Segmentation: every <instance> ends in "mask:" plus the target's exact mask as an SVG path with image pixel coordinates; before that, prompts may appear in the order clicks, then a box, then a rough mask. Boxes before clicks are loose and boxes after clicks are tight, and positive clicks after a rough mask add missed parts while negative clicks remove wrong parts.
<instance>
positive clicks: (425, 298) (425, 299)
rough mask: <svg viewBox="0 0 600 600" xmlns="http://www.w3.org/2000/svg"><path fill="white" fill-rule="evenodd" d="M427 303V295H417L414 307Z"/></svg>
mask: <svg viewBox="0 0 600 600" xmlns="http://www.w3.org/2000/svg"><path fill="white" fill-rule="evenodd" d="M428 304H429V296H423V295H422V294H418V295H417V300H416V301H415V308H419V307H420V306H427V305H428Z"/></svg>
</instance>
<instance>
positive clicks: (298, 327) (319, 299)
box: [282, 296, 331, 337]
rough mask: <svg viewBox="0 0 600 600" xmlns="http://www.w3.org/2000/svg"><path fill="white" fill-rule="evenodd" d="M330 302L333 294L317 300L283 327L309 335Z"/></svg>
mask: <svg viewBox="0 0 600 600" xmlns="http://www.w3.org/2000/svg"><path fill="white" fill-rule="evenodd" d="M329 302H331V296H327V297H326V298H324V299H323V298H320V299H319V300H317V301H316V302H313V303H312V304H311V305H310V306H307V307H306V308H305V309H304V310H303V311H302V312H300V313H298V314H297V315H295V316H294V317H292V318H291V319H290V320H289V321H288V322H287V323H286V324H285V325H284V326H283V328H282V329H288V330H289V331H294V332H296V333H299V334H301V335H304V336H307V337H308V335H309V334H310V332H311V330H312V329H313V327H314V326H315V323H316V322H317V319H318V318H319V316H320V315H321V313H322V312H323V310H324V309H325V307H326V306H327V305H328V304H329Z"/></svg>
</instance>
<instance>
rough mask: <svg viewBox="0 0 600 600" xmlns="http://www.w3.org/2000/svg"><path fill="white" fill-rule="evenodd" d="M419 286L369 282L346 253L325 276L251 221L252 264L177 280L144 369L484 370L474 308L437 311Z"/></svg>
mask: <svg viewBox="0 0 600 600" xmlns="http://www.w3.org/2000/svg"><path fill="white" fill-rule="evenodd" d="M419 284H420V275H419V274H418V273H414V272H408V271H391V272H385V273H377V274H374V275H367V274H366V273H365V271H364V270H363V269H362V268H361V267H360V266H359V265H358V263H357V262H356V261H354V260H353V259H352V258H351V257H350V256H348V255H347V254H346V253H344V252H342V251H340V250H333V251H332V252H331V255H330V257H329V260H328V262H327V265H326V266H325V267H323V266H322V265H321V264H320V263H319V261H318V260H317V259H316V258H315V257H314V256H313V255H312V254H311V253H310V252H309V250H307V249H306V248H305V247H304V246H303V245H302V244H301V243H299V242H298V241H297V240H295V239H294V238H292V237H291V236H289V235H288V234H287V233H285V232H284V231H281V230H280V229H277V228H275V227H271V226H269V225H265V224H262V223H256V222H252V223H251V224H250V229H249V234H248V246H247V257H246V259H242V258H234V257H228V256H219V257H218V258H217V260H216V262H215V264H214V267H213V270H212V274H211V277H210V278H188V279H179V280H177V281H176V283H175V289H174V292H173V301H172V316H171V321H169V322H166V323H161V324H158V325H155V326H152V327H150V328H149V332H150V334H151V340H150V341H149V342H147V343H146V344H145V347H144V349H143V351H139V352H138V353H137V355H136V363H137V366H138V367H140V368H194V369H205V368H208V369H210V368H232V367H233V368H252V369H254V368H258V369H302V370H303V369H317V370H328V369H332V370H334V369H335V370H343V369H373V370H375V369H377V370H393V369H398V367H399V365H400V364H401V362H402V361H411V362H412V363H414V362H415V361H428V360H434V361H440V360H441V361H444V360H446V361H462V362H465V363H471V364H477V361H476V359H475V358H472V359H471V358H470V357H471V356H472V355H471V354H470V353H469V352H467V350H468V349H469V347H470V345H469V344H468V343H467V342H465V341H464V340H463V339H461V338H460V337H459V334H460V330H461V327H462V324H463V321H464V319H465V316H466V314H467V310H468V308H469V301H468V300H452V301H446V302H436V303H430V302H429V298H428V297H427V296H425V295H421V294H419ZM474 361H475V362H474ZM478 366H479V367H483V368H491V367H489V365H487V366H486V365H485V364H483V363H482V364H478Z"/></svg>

Task statement: Reproduce every line of the records above as a numbered list, leaving out any blank lines.

Answer to the problem:
1. Segmentation: every <instance> ends in "mask:" plus the target's exact mask as an SVG path with image pixel coordinates; before that, prompts may appear in the order clicks, then a box, then a rough mask. Boxes before clicks are loose and boxes after clicks are tight, and positive clicks after a rough mask add missed parts while negative clicks remove wrong parts.
2. <instance>
3. positive clicks: (425, 298) (425, 299)
4. rough mask: <svg viewBox="0 0 600 600" xmlns="http://www.w3.org/2000/svg"><path fill="white" fill-rule="evenodd" d="M427 303V295H417L414 307Z"/></svg>
5. mask: <svg viewBox="0 0 600 600" xmlns="http://www.w3.org/2000/svg"><path fill="white" fill-rule="evenodd" d="M428 304H429V296H423V295H422V294H418V295H417V300H416V301H415V308H419V307H420V306H427V305H428Z"/></svg>
6. </instance>
7. <instance>
8. positive clicks: (298, 327) (319, 299)
9. box: [282, 296, 331, 337]
10. rough mask: <svg viewBox="0 0 600 600" xmlns="http://www.w3.org/2000/svg"><path fill="white" fill-rule="evenodd" d="M330 302L333 294L317 300L283 327L309 335Z"/></svg>
11. mask: <svg viewBox="0 0 600 600" xmlns="http://www.w3.org/2000/svg"><path fill="white" fill-rule="evenodd" d="M329 302H331V296H327V297H326V298H324V299H323V298H320V299H319V300H317V301H316V302H313V303H312V304H311V305H310V306H307V307H306V308H305V309H304V310H303V311H302V312H300V313H298V314H297V315H295V316H294V317H292V318H291V319H290V320H289V321H288V322H287V323H286V324H285V325H284V326H283V328H282V329H288V330H289V331H294V332H296V333H299V334H301V335H304V336H307V337H308V335H309V334H310V332H311V330H312V329H313V327H314V326H315V323H316V322H317V319H318V318H319V316H320V315H321V313H322V312H323V310H324V309H325V307H326V306H327V305H328V304H329Z"/></svg>
12. </instance>
13. <instance>
14. rough mask: <svg viewBox="0 0 600 600" xmlns="http://www.w3.org/2000/svg"><path fill="white" fill-rule="evenodd" d="M419 286L369 282L346 253L325 276L251 221L252 264L177 280L144 369L484 370L474 308L437 311Z"/></svg>
15. mask: <svg viewBox="0 0 600 600" xmlns="http://www.w3.org/2000/svg"><path fill="white" fill-rule="evenodd" d="M419 284H420V275H419V274H418V273H414V272H408V271H391V272H385V273H377V274H374V275H367V274H366V273H365V271H364V270H363V269H362V268H361V267H360V266H359V265H358V263H357V262H356V261H354V260H353V259H352V258H351V257H350V256H348V255H347V254H346V253H344V252H342V251H340V250H333V251H332V252H331V255H330V257H329V260H328V262H327V265H326V266H325V267H323V266H322V265H321V264H320V263H319V261H318V260H317V259H316V258H315V257H314V256H313V255H312V254H311V253H310V252H309V250H307V249H306V248H305V247H304V246H303V245H302V244H301V243H299V242H298V241H297V240H295V239H294V238H292V237H291V236H289V235H288V234H287V233H285V232H284V231H281V230H280V229H277V228H275V227H271V226H269V225H265V224H262V223H256V222H252V223H251V224H250V229H249V234H248V246H247V257H246V259H242V258H234V257H228V256H219V257H218V258H217V260H216V262H215V264H214V267H213V270H212V274H211V277H210V278H188V279H179V280H177V281H176V283H175V289H174V292H173V301H172V316H171V321H169V322H166V323H161V324H158V325H155V326H152V327H150V328H149V332H150V334H151V340H150V341H149V342H147V343H146V344H145V347H144V349H143V351H139V352H138V353H137V355H136V363H137V366H138V367H140V368H194V369H205V368H208V369H210V368H232V367H233V368H252V369H254V368H258V369H302V370H303V369H317V370H328V369H332V370H334V369H335V370H343V369H373V370H375V369H377V370H393V369H398V367H399V365H400V364H401V362H402V361H411V362H412V363H414V362H415V361H428V360H434V361H440V360H441V361H444V360H446V361H462V362H465V363H471V364H477V361H476V359H475V358H472V359H471V358H470V357H471V356H472V355H471V354H470V353H469V352H467V350H468V349H469V347H470V345H469V344H468V343H467V342H465V341H464V340H463V339H461V338H460V337H459V334H460V330H461V327H462V324H463V321H464V319H465V316H466V314H467V310H468V308H469V301H468V300H452V301H446V302H436V303H430V302H429V298H428V297H427V296H425V295H421V294H419ZM474 361H475V362H474ZM478 366H479V367H483V368H491V367H489V365H487V366H486V365H485V364H483V363H482V364H478Z"/></svg>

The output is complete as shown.